§ Task statement
The full set of entries needs to be reproduced exactly.

# # # # #

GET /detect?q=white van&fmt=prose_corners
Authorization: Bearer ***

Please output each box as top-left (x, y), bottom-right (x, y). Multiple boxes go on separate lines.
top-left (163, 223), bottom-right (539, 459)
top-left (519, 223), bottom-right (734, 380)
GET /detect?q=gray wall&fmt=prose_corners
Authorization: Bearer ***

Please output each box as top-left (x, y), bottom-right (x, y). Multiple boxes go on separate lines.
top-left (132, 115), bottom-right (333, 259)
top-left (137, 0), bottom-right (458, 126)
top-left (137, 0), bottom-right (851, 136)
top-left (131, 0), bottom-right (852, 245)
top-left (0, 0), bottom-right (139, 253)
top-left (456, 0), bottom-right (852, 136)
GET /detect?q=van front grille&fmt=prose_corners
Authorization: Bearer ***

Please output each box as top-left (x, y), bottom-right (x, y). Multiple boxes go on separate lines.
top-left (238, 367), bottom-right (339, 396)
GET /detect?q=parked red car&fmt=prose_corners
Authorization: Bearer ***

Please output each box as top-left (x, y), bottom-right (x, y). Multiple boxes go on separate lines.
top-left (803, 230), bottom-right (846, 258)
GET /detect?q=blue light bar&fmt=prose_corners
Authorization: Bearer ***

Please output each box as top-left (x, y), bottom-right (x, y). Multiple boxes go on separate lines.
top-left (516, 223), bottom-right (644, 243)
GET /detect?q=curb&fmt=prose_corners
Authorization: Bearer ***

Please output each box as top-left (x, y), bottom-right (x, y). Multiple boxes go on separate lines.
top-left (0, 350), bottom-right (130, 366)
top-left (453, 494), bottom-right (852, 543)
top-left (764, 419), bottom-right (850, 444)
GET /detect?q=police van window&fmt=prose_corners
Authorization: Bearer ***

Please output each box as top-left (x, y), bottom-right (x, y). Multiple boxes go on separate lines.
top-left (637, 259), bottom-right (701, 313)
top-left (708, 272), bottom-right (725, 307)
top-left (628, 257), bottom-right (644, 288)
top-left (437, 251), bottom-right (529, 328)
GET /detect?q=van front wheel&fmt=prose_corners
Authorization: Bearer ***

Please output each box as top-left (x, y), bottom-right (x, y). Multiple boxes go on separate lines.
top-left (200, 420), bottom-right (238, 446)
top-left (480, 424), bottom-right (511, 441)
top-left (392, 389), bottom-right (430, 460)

# # # # #

§ Task solution
GET /detect?q=white van&fmt=prose_corners
Authorization: Bearer ***

Please output each box as top-left (x, y), bottom-right (x, y). Multiple boxes go on separate lines.
top-left (163, 223), bottom-right (539, 459)
top-left (519, 223), bottom-right (734, 380)
GET /detect?q=gray wall&fmt=prose_corners
Authorization: Bearer ***

Please output each box as top-left (x, y), bottom-right (x, y). Multiple boxes go on separate lines.
top-left (132, 115), bottom-right (333, 259)
top-left (137, 0), bottom-right (458, 126)
top-left (137, 0), bottom-right (851, 136)
top-left (131, 0), bottom-right (852, 245)
top-left (0, 0), bottom-right (139, 253)
top-left (456, 0), bottom-right (852, 136)
GET /detect?q=van front grille&fmt=prose_corners
Authorization: Bearer ***

Please output each box as top-left (x, y), bottom-right (x, y). Multiple boxes go on separate lines.
top-left (238, 367), bottom-right (339, 396)
GET /detect?q=parked red car&fmt=prose_corners
Authorization: Bearer ***

Please output each box as top-left (x, y), bottom-right (x, y). Multiple boxes go on separate lines.
top-left (803, 230), bottom-right (846, 258)
GET /detect?q=blue light bar&fmt=prose_corners
Authorization: Bearer ***

Please output each box as top-left (x, y), bottom-right (x, y). Multiple boxes go on separate lines.
top-left (516, 223), bottom-right (644, 243)
GET /detect?q=curb&fmt=prose_corners
Authorization: Bearer ***

Please output each box as top-left (x, y), bottom-right (x, y). Multiple boxes go on separate lines.
top-left (0, 350), bottom-right (130, 366)
top-left (453, 494), bottom-right (852, 543)
top-left (764, 419), bottom-right (850, 444)
GET /detect?q=police van window&fmt=prose_corners
Authorization: Bearer ***

Please output each box as top-left (x, y), bottom-right (x, y). Multiple boxes go on separate lines.
top-left (637, 259), bottom-right (701, 313)
top-left (708, 272), bottom-right (725, 307)
top-left (628, 257), bottom-right (644, 288)
top-left (437, 251), bottom-right (529, 328)
GET /detect?q=van front wheel&fmt=prose_corners
Authorization: Bearer ***

Please output each box as top-left (x, y), bottom-right (x, y). Multiple boxes go on separate lines.
top-left (200, 420), bottom-right (238, 446)
top-left (480, 424), bottom-right (511, 441)
top-left (392, 389), bottom-right (430, 460)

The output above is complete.